Academic institutions will appreciate this.
The Office of Federal Contract Compliance Programs has issued its much-awaited Technical Assistance Guidance for Educational Institutions. In publishing these materials, the OFCCP recognizes that academic institutions differ significantly from the typical supply and service contractor. Educational institutions “present unique challenges[,] not only due to their numerous methods of governance, various organizational structures, and multiple workforces[,] but also because they involve elements that can be difficult to quantify.” The agency notes that these factors make it “difficult to objectively measure” selection decisions and compensation practices at educational institutions.
The Guidance provides an overview of the laws enforced by the OFCCP and technical aspects of compliance, and it outlines what academic institutions should expect during an OFCCP compliance evaluation. The OFCCP also reiterates its prior Directive on student workers and FAQs regarding how campuses may be structured for establishment-based affirmative action plans.
The Guidance is lengthy and detailed, but here are a few of the highlights:
Job groups
Structuring of job groups is critical because AAP analyses are based on job group. The Guidance notes,
[J]ob groups must reflect certain distinctions that are crucial for meaningful analysis. For example, the distinction between tenured, tenure-track, and non-tenured instructional staff and among organizational units may be important because appointments at the tenured/tenured-track level might draw from different applicant populations than do appointments at the non-tenured level. Also the availability of women and minorities may vary greatly from one academic specialty area to another.
The Guidance provides examples of potential job group structures that organizations can consider adopting.
For non-instructional staff, the OFCCP suggests a variety of ways to form job groups, such as using the IPEDS (Integrated Postsecondary Education Data System), EEO-1, or EEO-6 categories.

_Task statement_
Write out the stretch of the OFCCP passage from "The Guidance is" through "can consider adopting.", word for word. Rely only on the OFCCP passage when working with the data.

_Extracted data_
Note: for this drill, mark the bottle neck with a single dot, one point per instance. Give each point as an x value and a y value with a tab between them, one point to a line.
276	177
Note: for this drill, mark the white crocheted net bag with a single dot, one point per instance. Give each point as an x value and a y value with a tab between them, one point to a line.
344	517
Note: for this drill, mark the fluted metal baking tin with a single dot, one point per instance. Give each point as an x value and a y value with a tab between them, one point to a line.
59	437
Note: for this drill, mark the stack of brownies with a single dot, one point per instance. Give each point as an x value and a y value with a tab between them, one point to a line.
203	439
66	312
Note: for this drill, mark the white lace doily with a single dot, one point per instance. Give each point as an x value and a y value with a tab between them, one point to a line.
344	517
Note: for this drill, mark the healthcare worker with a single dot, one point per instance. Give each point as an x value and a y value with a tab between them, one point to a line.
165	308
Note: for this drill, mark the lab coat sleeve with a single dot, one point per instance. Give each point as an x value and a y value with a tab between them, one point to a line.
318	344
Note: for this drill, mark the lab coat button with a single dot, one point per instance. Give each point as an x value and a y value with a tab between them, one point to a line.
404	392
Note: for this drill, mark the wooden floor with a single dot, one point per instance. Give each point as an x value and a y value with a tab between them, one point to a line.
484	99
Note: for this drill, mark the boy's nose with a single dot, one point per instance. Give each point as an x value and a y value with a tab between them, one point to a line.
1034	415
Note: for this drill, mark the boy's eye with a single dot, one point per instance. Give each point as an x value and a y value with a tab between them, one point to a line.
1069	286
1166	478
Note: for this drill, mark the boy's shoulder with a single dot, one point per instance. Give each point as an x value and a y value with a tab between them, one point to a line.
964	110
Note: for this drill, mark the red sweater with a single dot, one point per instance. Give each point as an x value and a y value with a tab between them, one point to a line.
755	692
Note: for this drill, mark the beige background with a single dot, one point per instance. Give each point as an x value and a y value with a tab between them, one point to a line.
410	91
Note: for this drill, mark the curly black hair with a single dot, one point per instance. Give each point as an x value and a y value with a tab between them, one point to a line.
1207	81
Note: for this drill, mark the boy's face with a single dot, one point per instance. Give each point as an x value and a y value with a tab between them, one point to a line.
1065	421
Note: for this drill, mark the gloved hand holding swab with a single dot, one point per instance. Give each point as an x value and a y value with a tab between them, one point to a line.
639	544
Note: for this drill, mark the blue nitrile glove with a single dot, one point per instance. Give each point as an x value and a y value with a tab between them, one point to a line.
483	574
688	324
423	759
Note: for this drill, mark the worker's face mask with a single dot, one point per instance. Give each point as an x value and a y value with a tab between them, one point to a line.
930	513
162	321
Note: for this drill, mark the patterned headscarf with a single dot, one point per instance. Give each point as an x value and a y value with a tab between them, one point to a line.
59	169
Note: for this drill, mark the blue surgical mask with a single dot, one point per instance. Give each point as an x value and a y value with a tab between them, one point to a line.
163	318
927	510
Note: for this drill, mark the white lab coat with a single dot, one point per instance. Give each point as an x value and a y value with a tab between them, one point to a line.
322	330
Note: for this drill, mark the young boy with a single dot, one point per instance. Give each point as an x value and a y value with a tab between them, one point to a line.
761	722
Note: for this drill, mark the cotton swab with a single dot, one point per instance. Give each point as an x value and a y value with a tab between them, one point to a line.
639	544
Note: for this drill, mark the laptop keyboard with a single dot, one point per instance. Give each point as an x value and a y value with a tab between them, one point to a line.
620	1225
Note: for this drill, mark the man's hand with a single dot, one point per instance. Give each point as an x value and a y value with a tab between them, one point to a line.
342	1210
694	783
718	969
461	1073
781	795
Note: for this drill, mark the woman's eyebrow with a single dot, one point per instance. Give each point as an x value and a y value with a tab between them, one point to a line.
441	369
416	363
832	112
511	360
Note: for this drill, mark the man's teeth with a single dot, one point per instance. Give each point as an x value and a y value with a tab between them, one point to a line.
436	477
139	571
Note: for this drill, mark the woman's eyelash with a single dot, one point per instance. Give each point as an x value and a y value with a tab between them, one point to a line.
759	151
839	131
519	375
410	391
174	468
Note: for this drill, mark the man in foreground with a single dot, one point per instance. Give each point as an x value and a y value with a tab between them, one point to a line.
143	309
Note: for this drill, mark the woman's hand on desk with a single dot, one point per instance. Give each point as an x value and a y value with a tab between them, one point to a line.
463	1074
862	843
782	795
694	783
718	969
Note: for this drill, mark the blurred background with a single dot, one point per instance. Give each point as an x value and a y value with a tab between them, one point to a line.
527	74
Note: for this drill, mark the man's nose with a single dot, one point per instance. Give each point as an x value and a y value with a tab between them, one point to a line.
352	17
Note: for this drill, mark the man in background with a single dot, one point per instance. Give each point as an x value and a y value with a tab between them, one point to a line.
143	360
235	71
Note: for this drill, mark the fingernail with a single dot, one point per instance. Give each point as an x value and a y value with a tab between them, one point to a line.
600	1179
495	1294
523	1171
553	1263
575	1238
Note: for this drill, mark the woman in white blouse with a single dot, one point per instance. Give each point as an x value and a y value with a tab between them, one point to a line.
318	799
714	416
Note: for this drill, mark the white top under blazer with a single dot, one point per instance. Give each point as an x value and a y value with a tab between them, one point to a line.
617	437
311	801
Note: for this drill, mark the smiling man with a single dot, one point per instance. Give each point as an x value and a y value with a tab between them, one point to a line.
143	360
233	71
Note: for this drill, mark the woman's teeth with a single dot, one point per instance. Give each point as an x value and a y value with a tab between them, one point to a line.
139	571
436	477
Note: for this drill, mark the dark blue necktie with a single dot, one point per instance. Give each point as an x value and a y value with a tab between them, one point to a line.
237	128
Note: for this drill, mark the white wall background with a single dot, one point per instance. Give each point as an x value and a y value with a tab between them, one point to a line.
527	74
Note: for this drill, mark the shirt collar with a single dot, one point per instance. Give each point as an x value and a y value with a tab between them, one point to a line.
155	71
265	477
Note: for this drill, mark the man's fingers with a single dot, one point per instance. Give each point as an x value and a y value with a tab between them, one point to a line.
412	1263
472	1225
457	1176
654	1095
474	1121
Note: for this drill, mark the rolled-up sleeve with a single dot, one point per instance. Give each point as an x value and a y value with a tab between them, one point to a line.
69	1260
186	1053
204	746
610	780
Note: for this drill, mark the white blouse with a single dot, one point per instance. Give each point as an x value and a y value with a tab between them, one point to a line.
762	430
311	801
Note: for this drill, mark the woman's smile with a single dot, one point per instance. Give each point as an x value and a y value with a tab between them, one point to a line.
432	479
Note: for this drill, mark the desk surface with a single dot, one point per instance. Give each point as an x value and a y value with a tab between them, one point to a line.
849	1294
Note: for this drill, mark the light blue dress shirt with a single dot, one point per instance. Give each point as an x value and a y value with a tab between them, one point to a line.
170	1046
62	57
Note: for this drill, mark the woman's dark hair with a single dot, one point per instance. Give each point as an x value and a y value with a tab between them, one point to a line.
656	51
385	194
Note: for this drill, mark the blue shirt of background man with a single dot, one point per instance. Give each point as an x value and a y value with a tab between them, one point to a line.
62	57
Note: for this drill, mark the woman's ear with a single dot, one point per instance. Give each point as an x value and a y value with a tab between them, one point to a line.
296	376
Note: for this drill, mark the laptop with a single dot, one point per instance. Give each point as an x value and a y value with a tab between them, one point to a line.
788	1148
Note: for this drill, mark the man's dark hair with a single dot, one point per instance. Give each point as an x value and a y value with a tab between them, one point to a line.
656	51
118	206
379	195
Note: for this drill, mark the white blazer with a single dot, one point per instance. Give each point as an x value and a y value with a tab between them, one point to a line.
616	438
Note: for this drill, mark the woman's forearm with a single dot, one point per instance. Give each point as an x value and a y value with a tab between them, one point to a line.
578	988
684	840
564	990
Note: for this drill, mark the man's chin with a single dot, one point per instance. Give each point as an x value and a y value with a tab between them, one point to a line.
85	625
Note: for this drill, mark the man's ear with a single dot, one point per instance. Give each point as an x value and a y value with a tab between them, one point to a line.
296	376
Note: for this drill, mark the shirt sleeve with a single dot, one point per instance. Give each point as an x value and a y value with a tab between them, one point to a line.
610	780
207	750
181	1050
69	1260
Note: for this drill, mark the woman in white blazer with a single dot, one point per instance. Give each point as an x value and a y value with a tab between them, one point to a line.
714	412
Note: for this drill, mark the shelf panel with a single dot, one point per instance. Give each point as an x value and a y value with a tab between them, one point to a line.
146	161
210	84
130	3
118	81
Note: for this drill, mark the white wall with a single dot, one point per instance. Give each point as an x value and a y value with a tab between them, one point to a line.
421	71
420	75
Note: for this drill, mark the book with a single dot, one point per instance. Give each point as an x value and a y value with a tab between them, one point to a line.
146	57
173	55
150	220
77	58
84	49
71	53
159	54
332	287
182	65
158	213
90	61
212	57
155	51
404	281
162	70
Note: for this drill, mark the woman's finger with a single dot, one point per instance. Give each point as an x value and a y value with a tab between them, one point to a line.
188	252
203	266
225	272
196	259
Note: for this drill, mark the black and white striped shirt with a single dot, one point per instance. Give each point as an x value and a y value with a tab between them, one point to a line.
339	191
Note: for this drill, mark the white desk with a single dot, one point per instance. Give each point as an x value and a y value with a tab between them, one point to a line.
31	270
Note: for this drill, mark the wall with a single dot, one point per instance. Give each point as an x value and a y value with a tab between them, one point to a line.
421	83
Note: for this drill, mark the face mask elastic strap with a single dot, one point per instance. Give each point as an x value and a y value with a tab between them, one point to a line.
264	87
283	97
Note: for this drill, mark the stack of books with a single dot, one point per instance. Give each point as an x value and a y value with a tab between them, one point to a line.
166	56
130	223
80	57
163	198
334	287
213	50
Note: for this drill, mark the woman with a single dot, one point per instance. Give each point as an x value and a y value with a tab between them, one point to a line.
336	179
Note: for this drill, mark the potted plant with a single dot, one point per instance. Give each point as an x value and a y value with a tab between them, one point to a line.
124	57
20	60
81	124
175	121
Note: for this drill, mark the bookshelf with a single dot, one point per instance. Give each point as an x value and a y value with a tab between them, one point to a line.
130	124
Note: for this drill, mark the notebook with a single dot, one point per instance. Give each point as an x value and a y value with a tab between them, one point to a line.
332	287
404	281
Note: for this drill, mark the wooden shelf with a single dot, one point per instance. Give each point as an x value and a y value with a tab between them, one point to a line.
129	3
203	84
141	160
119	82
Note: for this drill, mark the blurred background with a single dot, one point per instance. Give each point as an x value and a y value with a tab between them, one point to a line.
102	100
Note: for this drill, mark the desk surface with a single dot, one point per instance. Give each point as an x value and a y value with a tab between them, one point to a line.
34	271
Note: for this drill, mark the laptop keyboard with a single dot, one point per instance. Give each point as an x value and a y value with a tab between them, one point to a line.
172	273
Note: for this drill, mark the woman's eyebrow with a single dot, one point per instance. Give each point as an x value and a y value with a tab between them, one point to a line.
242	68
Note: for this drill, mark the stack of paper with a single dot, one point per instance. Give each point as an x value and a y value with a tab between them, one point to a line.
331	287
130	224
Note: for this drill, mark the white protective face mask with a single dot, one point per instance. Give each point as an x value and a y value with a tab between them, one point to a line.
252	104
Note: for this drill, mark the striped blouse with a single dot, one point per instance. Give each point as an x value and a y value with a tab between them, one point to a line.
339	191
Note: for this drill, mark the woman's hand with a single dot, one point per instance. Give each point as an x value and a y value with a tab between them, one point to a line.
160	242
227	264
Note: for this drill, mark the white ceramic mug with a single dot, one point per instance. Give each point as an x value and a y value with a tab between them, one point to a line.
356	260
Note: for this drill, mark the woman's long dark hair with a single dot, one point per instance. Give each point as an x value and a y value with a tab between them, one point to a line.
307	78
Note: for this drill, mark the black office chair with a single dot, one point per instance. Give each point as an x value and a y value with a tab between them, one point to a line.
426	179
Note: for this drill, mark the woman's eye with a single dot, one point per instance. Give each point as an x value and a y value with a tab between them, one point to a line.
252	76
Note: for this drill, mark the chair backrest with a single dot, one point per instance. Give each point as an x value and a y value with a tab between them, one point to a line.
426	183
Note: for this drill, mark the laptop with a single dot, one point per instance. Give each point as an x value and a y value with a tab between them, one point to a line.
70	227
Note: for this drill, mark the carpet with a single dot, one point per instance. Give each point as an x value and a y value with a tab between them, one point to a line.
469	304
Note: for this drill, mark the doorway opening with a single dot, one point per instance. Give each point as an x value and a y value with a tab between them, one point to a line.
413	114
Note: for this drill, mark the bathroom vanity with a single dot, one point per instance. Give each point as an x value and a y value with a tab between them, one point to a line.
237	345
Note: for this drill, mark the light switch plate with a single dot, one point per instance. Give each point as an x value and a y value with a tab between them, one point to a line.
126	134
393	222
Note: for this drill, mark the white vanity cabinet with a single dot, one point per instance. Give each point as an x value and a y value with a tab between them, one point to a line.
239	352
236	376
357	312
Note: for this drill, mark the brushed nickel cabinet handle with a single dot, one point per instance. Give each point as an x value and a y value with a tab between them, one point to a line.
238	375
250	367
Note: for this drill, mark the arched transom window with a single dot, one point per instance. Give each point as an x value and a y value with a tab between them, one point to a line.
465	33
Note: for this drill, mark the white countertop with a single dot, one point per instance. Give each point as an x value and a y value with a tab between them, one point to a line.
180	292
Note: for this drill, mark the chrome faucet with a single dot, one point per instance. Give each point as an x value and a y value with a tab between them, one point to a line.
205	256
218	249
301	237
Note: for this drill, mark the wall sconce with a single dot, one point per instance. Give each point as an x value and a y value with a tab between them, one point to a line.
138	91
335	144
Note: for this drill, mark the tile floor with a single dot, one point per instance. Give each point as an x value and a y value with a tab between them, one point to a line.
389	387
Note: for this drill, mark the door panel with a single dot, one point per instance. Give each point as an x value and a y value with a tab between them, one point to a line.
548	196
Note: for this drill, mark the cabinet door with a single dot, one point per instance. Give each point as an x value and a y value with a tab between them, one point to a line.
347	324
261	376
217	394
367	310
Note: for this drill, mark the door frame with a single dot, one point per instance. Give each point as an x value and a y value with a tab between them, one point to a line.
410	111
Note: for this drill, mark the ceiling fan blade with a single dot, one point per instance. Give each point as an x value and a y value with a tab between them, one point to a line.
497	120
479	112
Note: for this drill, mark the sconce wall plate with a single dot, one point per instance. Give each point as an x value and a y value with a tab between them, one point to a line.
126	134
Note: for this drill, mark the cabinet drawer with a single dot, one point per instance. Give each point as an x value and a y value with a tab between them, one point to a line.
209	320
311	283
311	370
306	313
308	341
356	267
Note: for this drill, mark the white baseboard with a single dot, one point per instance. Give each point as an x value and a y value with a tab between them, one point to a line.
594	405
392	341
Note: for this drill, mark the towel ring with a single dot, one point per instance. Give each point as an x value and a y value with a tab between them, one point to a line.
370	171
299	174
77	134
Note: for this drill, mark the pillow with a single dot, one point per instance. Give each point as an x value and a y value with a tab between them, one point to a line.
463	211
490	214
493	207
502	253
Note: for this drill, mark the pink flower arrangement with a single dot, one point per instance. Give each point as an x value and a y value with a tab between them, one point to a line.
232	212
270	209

_Exercise response_
The Guidance is lengthy and detailed, but here are a few of the highlights:
Job groups
Structuring of job groups is critical because AAP analyses are based on job group. The Guidance notes,
[J]ob groups must reflect certain distinctions that are crucial for meaningful analysis. For example, the distinction between tenured, tenure-track, and non-tenured instructional staff and among organizational units may be important because appointments at the tenured/tenured-track level might draw from different applicant populations than do appointments at the non-tenured level. Also the availability of women and minorities may vary greatly from one academic specialty area to another.
The Guidance provides examples of potential job group structures that organizations can consider adopting.